課題の内容: 抜粋によると、さつま汁が家庭で作られることが少なくなったのはなぜか。一文で説明せよ。

抜粋:
========

2016年06月30日

郷土料理|「さつま汁」(愛媛県) 焼き魚と味噌の風味が広がる 夏の郷土料理

さつま汁は愛媛県宇和島市の郷土料理。白身の焼き魚と麦味噌をすり合わせてだし汁でのばし、あたたかいご飯にかけていただきます。サラサラとかきこむと魚と味噌のうまみが口の中にふんわりと広がって、幸せな気持ちになれる汁物です。手間がかかる料理のため家庭で作られることは少なくなりましたが、郷土料理店では人気のメニューです。


さつま汁は愛媛県宇和島市の郷土料理。白身の焼き魚と麦味噌をすり合わせてだし汁でのばし、あたたかいご飯にかけていただきます。サラサラとかきこむと魚と味噌のうまみが口の中にふんわりと広がって、幸せな気持ちになれる汁物です。手間がかかる料理のため家庭で作られることは少なくなりましたが、郷土料理店では人気のメニューです。

 

味噌と魚の香ばしさに、さわやかな薬味の香りが立ちのぼる

さつま汁に使用する魚はアジやタイなどさまざまですが、宇和島市ではアマダイが最もよいとされています。こんがり焼いた魚と麦味噌をすりこぎですりつぶし、魚の頭・骨・皮でとっただし汁でのばします。

その汁のなかに、薄味をつけたきざみこんにゃくと、薬味のみかんの皮・ゴマ・ネギ・きざみ海苔などを入れてできあがり。あたたかい白米(麦飯の場合も)にかけていただきます。焼いた魚味噌の香ばしさと、鼻を抜けていくさわやかな薬味の香りがたまりません。

========

抽出レコード:
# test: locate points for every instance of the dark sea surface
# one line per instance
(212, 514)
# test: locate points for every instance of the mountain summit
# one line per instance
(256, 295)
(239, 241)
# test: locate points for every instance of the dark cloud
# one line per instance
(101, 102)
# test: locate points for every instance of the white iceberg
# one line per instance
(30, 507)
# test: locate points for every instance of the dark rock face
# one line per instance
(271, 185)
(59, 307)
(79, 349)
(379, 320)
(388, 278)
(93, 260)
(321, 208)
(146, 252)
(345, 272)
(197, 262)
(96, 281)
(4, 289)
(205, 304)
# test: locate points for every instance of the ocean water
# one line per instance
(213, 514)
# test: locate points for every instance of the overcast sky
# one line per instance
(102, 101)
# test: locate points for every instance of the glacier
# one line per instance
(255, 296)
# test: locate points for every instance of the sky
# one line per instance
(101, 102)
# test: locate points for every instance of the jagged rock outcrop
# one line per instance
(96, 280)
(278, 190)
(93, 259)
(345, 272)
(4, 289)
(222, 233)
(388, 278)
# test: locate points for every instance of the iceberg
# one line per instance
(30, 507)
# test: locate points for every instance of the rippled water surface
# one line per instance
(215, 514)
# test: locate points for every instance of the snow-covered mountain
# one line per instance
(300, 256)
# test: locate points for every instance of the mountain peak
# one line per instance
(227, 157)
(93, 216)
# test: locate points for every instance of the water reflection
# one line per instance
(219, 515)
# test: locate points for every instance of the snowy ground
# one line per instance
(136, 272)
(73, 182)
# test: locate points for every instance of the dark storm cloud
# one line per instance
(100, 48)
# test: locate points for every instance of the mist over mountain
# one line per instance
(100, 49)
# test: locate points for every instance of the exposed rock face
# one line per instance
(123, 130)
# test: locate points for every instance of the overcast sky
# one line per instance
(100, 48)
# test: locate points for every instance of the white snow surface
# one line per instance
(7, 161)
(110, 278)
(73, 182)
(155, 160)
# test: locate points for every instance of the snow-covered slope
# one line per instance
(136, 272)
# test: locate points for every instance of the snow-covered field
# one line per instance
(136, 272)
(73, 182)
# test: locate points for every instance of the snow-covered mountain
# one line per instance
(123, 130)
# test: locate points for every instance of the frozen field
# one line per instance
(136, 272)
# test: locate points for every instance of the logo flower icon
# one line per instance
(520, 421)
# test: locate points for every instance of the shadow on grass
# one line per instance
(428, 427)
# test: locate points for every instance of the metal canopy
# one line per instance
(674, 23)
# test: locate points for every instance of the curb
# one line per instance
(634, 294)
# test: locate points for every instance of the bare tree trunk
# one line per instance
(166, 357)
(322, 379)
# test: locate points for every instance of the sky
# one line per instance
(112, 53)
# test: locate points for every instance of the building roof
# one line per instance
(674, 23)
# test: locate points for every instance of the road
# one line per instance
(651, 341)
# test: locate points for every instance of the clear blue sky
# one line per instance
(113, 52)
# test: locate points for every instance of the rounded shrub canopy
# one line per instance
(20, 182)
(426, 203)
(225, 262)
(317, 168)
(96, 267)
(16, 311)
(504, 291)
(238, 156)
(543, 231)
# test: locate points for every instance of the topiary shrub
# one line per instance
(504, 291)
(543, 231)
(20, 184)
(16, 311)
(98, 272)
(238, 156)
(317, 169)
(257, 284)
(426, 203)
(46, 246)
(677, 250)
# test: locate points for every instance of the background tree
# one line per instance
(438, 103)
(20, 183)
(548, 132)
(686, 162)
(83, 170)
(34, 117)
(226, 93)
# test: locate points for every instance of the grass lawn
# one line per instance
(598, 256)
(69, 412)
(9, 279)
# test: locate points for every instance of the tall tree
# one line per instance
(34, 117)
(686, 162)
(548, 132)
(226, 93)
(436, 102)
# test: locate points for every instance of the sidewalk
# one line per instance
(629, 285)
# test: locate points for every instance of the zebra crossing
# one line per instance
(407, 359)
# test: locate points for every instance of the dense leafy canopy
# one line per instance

========

結果: さつま汁は手間がかかる料理なので、家庭で作られることが少なくなった。